R v Munoz

Case

[2003] NSWCCA 133

30 April 2003

No judgment structure available for this case.

CITATION: R v Munoz [2003] NSWCCA 133 revised - 09/05/2003
HEARING DATE(S): 30/4/03
JUDGMENT DATE:
30 April 2003
JUDGMENT OF: Wood CJ at CL at 1, 28; Simpson J at 27
DECISION: Leave to appeal granted. Appeal dismissed.
CATCHWORDS: CRIMINAL LAW - appeal against severity of sentence - using an offensive weapon with intent to prevent a member of the Police Service from investigating an act reasonably calling for investigation - discharging a firearm in a manner likely to endanger the safety of others - importation of cocaine into Australia. Appeal dismissed.
LEGISLATION CITED: Crimes Act 1900
Customs Act (Cth) 1901
CASES CITED: R v Bahsa [2003] NSW CCA 36
R v Bazzi [1999] NSWCCA 346
R v Greene [2001] NSWCCA 258
R v Hamilton (1993) 66 A Crim R 575
Pearce v The Queen (1998) 194 CLR 610
R v Watts [2000] NSWCCA 167

PARTIES :

Regina
David Alexander Munoz
FILE NUMBER(S): CCA 60029/03
COUNSEL: L M B Lamprati (Crown)
A C Haesler (Applicant)
SOLICITORS: S E O'Connor
D J Humphreys
LOWER COURTJURISDICTION: District Court
LOWER COURT FILE NUMBER(S): 01/11/0323; 01/11/1248
LOWER COURT
JUDICIAL OFFICER :
Holt DCJ
- 2 -

                          60029/03

                          WOOD CJ at CL
                          SIMPSON J

                          Wednesday 30 April 2003
Regina v David Alex Munoz
Judgment

1 WOOD CJ at CL: The applicant seeks leave to appeal against a sentence of imprisonment for a fixed term of two years for an offence of using an offensive weapon with intent to prevent a member of the Police Service from investigating an act reasonably calling for investigation. Such offence is one for which the maximum available sentence pursuant to s 33B of the Crimes Act is imprisonment for twelve years.

• [INSTRUCTIONS]:
1. Recast the stretch of the entries from the line containing "Mark one point on every instance of the blue jeans" through the end of the entries as a Markdown table with the columns Row and Line, giving each line a row number and omitting blank lines.
2. Extend the sentencing judgment in R v Munoz, picking up directly after its final sentence.
The judgment and the entries that follow it come from separate sources.

• [RECORDS FOR PROCESSING]:

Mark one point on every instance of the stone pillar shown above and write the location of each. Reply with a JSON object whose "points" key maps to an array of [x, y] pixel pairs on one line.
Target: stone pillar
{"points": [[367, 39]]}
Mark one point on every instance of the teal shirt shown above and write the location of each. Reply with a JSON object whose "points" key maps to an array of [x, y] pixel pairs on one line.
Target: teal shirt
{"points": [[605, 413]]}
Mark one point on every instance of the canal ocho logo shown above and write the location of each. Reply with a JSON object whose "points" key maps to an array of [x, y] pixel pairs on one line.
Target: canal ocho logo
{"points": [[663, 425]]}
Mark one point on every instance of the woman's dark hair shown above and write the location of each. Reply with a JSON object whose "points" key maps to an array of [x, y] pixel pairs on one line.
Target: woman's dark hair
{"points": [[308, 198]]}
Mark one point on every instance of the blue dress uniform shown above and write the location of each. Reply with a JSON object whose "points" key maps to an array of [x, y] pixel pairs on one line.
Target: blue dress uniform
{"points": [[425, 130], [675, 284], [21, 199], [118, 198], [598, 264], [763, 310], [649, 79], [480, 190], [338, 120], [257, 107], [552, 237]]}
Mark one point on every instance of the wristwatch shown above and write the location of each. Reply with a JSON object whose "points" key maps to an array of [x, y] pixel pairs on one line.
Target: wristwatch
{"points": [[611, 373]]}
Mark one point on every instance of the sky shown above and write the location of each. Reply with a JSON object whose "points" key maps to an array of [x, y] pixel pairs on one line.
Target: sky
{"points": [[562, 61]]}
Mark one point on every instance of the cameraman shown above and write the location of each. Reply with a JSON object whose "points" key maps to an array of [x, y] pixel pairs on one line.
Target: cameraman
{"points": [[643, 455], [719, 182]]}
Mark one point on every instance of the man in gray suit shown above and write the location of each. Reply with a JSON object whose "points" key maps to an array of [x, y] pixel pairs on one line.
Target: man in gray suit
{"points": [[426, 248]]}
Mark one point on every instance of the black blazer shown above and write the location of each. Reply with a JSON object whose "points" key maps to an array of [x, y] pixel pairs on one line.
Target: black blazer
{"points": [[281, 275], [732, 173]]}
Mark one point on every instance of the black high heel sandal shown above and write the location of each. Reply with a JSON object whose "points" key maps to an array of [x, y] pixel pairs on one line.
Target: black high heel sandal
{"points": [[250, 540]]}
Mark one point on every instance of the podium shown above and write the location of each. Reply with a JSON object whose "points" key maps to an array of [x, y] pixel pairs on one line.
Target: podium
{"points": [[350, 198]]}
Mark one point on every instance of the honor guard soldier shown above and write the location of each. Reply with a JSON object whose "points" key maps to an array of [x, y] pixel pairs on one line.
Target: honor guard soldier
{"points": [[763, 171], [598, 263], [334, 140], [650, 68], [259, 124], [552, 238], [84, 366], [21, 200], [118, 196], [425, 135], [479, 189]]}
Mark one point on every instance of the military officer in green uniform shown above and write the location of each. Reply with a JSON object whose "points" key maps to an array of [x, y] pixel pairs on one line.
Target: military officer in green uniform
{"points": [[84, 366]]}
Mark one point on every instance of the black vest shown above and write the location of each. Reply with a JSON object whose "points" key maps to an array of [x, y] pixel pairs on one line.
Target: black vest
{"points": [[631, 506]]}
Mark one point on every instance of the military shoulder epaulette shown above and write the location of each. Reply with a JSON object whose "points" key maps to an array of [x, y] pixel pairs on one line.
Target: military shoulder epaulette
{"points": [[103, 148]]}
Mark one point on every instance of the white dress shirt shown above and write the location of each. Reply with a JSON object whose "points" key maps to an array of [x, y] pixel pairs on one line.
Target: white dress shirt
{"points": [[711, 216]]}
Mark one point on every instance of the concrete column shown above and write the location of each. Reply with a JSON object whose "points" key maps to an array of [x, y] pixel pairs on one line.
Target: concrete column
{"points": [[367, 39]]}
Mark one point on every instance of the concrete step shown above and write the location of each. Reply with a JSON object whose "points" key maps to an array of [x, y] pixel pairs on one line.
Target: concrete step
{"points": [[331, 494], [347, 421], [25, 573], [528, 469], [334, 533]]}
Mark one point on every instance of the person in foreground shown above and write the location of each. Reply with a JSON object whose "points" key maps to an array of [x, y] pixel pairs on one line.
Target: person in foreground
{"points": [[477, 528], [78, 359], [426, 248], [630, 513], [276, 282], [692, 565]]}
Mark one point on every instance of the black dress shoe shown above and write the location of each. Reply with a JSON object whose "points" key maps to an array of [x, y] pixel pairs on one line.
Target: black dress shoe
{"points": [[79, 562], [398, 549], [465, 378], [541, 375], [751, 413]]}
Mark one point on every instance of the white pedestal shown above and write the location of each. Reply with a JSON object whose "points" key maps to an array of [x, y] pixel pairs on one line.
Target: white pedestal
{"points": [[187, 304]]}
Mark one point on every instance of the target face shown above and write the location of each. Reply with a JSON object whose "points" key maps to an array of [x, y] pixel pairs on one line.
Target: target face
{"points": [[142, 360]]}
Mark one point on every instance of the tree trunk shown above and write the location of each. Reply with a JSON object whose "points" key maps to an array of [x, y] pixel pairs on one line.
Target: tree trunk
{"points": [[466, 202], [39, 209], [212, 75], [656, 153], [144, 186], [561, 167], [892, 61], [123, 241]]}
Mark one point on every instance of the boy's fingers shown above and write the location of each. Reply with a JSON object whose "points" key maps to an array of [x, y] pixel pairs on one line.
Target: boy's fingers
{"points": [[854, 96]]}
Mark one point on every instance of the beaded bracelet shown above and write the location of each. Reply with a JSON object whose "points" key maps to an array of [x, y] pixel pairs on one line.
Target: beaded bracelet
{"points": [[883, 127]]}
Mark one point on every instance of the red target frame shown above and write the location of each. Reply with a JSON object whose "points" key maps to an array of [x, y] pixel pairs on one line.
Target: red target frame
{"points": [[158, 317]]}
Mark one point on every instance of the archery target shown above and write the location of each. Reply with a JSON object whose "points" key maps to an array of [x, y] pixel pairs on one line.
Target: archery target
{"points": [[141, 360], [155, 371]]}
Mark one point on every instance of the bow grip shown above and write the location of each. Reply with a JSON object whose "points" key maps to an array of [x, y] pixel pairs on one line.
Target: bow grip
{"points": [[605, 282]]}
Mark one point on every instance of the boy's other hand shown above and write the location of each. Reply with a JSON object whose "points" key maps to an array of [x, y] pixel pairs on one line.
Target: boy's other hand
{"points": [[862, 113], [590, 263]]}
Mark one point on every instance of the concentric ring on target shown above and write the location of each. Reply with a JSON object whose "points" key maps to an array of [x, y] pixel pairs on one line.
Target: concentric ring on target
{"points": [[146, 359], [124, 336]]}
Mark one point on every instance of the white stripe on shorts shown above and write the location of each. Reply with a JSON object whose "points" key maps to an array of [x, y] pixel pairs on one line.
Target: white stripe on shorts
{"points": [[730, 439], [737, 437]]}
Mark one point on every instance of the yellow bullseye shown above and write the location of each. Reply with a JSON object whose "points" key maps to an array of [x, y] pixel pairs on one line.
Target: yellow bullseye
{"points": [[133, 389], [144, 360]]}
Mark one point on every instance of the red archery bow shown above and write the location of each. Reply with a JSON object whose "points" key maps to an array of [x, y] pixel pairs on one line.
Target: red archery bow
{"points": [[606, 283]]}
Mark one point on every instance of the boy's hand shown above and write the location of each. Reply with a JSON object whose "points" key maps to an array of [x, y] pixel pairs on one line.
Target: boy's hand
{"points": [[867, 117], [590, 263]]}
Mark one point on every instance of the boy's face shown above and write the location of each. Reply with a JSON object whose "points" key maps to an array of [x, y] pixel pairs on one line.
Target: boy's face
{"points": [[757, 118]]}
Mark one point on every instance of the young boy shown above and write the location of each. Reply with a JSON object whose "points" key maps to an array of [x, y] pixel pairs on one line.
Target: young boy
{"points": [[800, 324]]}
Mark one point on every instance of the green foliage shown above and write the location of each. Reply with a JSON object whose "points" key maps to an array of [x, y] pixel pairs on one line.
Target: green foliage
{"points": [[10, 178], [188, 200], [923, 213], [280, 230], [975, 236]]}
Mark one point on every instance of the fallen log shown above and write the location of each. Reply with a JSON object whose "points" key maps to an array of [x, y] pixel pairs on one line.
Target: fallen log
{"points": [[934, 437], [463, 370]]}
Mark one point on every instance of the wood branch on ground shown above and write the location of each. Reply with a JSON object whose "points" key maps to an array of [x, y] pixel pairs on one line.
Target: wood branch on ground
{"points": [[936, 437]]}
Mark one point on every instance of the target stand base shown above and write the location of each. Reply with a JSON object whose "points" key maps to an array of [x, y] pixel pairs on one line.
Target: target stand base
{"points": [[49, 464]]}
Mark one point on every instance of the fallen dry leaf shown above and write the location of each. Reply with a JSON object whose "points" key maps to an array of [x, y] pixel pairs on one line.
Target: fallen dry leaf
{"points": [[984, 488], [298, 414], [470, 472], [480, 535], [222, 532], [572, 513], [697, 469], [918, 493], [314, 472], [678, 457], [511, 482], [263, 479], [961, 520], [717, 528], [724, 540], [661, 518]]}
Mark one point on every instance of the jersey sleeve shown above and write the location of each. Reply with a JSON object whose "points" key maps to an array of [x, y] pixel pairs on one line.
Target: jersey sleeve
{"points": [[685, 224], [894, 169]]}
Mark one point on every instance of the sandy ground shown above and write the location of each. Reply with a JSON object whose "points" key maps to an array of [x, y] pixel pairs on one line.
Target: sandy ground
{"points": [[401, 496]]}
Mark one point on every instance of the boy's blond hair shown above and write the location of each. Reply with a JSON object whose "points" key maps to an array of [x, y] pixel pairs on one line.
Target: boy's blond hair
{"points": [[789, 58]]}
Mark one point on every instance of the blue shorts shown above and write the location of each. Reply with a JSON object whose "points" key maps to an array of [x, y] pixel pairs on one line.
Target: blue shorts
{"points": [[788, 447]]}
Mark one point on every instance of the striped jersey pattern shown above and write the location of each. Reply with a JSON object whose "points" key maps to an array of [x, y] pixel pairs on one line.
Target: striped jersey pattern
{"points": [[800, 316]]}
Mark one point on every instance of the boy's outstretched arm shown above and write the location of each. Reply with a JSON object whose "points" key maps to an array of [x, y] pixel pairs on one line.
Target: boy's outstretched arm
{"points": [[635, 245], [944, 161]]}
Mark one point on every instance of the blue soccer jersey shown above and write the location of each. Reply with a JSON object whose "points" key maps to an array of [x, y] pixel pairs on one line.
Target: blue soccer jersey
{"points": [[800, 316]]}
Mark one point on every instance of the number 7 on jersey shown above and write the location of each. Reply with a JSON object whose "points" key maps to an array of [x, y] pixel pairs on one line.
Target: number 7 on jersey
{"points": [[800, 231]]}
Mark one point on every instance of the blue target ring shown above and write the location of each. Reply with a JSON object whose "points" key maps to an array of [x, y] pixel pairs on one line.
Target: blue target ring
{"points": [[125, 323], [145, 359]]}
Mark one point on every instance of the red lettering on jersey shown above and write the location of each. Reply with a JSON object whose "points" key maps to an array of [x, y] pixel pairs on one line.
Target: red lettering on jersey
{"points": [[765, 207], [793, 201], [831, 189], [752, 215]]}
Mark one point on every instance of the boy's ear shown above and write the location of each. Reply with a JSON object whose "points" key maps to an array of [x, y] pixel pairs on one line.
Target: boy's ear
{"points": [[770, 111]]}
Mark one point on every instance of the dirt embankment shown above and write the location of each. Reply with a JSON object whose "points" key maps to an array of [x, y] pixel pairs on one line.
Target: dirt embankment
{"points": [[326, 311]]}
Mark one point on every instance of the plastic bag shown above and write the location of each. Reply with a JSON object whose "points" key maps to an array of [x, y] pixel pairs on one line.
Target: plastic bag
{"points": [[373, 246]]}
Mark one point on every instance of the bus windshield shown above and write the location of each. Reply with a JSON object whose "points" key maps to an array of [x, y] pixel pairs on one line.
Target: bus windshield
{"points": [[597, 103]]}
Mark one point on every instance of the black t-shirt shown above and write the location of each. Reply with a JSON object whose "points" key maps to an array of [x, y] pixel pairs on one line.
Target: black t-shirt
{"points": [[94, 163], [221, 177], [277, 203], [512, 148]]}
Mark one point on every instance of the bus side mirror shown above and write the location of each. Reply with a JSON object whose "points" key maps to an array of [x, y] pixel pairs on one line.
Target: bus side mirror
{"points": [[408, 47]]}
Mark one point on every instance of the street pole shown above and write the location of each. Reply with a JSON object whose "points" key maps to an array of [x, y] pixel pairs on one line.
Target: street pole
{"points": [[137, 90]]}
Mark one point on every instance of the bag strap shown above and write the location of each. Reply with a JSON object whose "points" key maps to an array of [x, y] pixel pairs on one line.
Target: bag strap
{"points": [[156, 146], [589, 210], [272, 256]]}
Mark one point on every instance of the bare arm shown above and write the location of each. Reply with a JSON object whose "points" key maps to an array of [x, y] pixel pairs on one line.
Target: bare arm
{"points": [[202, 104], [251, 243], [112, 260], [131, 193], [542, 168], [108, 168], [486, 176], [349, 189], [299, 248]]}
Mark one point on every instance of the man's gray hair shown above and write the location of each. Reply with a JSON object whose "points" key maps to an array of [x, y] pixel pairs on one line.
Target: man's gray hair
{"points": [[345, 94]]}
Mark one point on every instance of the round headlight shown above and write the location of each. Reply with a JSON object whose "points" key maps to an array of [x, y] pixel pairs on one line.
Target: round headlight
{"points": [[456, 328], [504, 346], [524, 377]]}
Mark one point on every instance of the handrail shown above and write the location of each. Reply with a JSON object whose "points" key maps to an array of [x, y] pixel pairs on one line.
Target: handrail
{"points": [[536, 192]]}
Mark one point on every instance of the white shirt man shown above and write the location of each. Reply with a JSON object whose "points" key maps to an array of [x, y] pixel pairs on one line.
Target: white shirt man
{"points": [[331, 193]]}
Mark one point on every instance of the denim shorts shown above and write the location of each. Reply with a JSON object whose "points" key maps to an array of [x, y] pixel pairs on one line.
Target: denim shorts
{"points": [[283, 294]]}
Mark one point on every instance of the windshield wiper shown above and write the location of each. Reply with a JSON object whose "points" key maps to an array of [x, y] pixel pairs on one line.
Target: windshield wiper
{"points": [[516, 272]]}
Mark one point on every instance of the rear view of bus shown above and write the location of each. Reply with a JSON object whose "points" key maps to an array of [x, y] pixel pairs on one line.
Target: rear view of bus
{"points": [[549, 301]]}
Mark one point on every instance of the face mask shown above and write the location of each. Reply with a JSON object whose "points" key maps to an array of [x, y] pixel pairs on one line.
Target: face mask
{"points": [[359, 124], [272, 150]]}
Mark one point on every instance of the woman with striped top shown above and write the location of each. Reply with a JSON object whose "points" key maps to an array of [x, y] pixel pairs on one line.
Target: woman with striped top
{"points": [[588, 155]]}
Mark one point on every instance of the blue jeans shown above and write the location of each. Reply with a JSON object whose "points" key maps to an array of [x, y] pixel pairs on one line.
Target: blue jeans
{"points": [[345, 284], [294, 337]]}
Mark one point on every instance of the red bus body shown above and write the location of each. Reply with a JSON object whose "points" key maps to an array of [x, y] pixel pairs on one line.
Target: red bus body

• [THE REPLIES]:
1.
| Row | Line |
|---|---|
| 1 | Mark one point on every instance of the blue jeans shown above and write the location of each. Reply with a JSON object whose "points" key maps to an array of [x, y] pixel pairs on one line. |
| 2 | Target: blue jeans |
| 3 | {"points": [[345, 284], [294, 337]]} |
| 4 | Mark one point on every instance of the red bus body shown above and write the location of each. Reply with a JSON object whose "points" key maps to an array of [x, y] pixel pairs on one line. |
| 5 | Target: red bus body |

2.
2 At the same time he was sentence to a cumulative fixed term of two years for an offence under s 93G of the Crimes Act for discharging a firearm in a manner likely to endanger the safety of others; and to two separate terms of six years, each cumulative upon the State offences, but concurrently with each other, for offences of having been knowingly concerned in the importation of cocaine into Australia contrary to s 233B of the Customs Act 1901.

3 The total sentence was accordingly one of ten years with an effective non-parole period of six years and nine months. The non-parole period was expressed to commence at the expiration of the fixed terms for the two State offences.

4 The application for leave to appeal is confined to the s 33B offence, it being submitted that the accumulation of sentences in relation to the two State offences resulted in a sentence that was manifestly excessive. Otherwise it was accepted that the sentences were appropriate.

5 The firearms offences were extremely serious having regard to the circumstances in which they were committed. On 15 July 2001, a resident of the premises in McGirr Parade, Warwick Farm, was seriously assaulted by a group of men. The applicant, who lived in premises in the same street, took it upon himself, the following day, to mount an attack upon the unit in which he believed the men responsible for the assault were living. This he did by firing a number of shots in its direction, initially from a distance, and later at close quarters. He used a rifle and a shortened firearm for this purpose.

6 He managed at some stage to enter the building and whilst inside he discharged more shots. Police were called and set up a perimeter and an operation to defuse the siege which developed.

7 After a standoff lasting approximately seven hours, during which police endeavoured to negotiate with the applicant, both by loudhailer and telephone, he eventually surrendered. However, this was not before a total in excess of 140 shots were fired.

8 Fortuitously no one was hurt in the incident. No shots were fired directly at police but clearly the presence of the applicant in the building, and the discharge of weapons while the police were outside, effectively prevented them from safely investigating the incident; safely, I say, not only for their own personal health, but also for that of other residents inside the building or indeed the residents of other nearby premises.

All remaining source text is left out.